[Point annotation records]
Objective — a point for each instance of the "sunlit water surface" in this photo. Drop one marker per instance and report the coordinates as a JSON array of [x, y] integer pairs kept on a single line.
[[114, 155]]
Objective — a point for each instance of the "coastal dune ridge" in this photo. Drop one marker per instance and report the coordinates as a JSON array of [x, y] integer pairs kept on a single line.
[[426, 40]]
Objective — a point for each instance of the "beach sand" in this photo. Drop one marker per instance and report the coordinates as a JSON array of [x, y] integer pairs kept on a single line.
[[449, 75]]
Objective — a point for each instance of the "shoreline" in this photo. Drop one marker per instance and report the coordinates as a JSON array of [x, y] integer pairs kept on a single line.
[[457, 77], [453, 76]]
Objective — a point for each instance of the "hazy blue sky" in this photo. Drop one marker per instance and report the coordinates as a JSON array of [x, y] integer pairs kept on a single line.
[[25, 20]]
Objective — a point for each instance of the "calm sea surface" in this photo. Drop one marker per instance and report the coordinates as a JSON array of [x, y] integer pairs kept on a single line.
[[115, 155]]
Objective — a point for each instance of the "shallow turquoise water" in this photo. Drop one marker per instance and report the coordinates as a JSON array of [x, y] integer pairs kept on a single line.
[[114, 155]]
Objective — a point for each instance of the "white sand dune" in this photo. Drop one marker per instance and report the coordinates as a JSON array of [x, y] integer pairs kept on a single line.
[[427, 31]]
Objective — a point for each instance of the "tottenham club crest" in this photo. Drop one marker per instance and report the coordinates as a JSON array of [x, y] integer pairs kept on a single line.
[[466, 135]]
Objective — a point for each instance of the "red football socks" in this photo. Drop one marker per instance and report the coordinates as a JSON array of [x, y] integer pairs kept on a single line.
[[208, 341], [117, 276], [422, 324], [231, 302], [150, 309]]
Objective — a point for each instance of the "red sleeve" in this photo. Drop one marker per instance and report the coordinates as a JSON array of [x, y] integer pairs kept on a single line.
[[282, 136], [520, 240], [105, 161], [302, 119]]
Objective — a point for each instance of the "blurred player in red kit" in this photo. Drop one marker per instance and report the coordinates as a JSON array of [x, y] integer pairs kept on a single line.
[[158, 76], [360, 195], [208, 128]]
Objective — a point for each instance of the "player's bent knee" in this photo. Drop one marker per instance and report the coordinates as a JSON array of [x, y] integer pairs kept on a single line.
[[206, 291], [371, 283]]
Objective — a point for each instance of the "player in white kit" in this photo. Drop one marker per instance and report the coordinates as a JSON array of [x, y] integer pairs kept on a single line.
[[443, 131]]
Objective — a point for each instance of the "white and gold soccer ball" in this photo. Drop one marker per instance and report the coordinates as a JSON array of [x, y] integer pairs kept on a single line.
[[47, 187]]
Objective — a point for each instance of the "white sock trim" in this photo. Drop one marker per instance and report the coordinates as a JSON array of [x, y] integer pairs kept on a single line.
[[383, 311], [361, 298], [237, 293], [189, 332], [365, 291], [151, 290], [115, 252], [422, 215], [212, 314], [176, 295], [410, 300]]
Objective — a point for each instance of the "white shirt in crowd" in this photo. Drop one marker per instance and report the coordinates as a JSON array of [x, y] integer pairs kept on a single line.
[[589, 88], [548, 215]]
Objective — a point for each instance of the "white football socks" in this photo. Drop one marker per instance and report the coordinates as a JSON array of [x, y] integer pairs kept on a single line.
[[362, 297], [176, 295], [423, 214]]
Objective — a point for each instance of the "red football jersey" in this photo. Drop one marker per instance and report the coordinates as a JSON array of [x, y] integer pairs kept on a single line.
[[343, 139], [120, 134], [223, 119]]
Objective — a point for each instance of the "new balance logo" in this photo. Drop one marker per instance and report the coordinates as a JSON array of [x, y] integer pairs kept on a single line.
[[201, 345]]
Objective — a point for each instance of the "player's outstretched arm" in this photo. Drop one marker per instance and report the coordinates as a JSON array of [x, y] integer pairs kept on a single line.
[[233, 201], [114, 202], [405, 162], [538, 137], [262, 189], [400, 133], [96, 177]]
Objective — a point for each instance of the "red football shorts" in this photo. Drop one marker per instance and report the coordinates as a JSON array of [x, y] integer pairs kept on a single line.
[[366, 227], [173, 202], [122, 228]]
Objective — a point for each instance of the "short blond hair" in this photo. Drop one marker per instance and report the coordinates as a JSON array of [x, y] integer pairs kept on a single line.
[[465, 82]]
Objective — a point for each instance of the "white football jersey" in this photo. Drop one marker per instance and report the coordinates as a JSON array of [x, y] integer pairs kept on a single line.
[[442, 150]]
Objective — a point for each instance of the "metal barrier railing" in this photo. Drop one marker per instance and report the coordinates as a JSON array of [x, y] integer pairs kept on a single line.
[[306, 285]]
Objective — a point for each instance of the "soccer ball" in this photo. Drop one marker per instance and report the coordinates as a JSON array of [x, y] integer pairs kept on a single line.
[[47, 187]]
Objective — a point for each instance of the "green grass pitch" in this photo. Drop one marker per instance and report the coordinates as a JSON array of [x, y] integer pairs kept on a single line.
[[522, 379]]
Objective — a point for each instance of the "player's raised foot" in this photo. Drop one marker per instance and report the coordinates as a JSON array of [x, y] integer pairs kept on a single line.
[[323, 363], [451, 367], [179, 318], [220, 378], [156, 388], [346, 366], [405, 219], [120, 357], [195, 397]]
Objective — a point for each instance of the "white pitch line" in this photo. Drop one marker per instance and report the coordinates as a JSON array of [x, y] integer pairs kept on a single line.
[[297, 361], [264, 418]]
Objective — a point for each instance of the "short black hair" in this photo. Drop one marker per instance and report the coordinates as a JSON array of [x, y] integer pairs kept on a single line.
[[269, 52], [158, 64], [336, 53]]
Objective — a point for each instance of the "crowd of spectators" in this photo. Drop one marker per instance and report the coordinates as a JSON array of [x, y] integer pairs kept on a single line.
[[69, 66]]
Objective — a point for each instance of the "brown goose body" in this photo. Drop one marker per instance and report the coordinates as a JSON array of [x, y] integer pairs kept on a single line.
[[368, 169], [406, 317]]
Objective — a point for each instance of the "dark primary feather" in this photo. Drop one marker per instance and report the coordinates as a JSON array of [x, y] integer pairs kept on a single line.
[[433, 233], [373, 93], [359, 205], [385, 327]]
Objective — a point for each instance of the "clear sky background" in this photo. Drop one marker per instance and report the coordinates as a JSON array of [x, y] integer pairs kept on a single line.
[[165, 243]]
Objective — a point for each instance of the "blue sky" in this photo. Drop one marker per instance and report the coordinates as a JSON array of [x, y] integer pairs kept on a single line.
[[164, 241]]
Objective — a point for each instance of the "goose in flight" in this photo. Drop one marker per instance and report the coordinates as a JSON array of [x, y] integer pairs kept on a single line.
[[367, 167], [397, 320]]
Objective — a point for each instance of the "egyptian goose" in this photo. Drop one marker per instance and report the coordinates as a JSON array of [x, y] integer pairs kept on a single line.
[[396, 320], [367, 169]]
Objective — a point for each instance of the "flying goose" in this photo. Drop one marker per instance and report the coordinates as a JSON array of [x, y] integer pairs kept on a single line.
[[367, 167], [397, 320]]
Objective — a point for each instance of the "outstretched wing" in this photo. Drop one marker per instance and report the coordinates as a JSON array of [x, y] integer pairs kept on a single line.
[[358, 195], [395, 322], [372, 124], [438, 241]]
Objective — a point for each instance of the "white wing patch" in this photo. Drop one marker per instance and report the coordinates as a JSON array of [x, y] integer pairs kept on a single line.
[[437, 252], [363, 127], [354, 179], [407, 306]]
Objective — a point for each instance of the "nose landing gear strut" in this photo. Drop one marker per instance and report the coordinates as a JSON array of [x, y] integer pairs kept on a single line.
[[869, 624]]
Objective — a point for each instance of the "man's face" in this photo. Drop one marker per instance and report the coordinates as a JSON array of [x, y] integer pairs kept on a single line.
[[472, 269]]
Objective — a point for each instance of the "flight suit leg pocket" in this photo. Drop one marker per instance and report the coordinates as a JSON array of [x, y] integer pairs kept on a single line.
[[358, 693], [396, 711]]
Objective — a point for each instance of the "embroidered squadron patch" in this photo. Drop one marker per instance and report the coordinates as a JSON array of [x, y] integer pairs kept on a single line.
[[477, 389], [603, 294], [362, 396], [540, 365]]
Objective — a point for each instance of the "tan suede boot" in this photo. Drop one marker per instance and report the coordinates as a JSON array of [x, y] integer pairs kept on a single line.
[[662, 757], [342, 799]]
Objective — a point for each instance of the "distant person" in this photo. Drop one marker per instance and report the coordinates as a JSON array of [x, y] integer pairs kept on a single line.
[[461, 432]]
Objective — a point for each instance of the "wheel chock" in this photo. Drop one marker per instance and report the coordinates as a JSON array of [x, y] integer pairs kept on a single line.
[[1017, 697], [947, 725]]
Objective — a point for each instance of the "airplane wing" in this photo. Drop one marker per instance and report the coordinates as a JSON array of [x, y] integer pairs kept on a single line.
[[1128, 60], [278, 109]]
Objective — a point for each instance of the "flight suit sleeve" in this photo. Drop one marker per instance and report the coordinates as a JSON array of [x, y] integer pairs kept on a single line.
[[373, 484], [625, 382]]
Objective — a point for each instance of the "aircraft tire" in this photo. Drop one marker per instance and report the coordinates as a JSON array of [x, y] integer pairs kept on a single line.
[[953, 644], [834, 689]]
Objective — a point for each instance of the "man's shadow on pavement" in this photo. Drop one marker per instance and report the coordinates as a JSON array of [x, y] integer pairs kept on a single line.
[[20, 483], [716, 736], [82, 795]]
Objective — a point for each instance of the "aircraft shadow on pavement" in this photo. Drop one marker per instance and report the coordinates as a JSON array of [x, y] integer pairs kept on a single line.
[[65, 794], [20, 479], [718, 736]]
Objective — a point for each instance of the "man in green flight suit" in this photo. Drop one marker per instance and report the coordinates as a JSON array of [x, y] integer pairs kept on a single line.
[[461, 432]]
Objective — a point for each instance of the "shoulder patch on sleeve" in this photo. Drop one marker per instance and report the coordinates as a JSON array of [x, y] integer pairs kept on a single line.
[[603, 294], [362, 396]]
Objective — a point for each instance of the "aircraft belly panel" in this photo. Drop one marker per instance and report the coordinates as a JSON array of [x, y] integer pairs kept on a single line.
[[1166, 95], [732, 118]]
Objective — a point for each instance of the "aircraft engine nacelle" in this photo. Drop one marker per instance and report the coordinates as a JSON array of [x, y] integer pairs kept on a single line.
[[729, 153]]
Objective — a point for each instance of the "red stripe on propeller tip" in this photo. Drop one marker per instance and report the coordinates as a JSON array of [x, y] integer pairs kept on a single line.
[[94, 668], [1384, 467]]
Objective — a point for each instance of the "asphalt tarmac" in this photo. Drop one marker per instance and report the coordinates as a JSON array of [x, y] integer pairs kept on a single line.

PROBLEM TO SOLVE: Starting from the line containing "in green flight", repeat each line through the end of the entries, exactly.

ANSWER TO THE PROBLEM:
Objective — a point for each instance of the "man in green flight suit" in this photo. Drop one marker per instance and report the coordinates as a JSON array of [x, y] integer pairs kept on a single line.
[[461, 432]]
Objective — a point for each instance of the "shoulder patch on sleeve" in this photo. Drop one marker per instance and report the coordinates as a JSON array of [x, y] integer pairs kept on a single line.
[[603, 294], [362, 396]]
Objective — a point for each instance of the "aircraft belly panel" in this photo. Drop one marker per instance and report the coordinates as a JSON array of [x, y] integer pairs kept on a single line.
[[1166, 95], [732, 118]]
Objective — a point for each instance of the "aircraft engine nacelle" in this photo. Drop one marker per instance and report the coordinates as a JSON array of [x, y] integer pairs kept on a single line.
[[729, 153]]
Objective — a point for each instance of the "red stripe on propeller tip" in this photo. Drop one marker per instance and report the coordinates as a JSON array of [x, y] integer pairs kept on a single line.
[[94, 668], [1384, 467]]
Objective — a point for each instance of the "asphalt tarmac" in this photo. Drop one marker per instance and report the coordinates as a JSON array of [x, y] integer pairs kept on a single line.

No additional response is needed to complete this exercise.